-- Data shown --
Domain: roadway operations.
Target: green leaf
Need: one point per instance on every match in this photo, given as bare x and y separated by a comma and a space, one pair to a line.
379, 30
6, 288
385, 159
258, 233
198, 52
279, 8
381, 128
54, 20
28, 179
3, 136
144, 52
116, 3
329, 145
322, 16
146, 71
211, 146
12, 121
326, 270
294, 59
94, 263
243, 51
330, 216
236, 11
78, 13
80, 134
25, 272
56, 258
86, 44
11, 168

-- Stated goal --
Render every line of the entries above as a JSON list of strings, one string per line, leaving out any blank lines.

-- Exercise output --
[
  "Domain: roadway operations.",
  "Target: green leaf",
  "Need: one point per instance on every match in this photo, given as bare x and y separated by a comma and a space, one pair to a line.",
  "379, 30",
  "6, 288",
  "385, 159",
  "258, 233",
  "198, 52",
  "279, 8",
  "381, 128",
  "54, 20",
  "28, 179",
  "3, 136",
  "144, 52",
  "116, 3",
  "329, 145",
  "322, 16",
  "146, 71",
  "211, 146",
  "12, 121",
  "326, 270",
  "294, 59",
  "94, 263",
  "243, 51",
  "330, 216",
  "236, 11",
  "78, 13",
  "80, 134",
  "25, 272",
  "56, 258",
  "86, 44",
  "11, 168"
]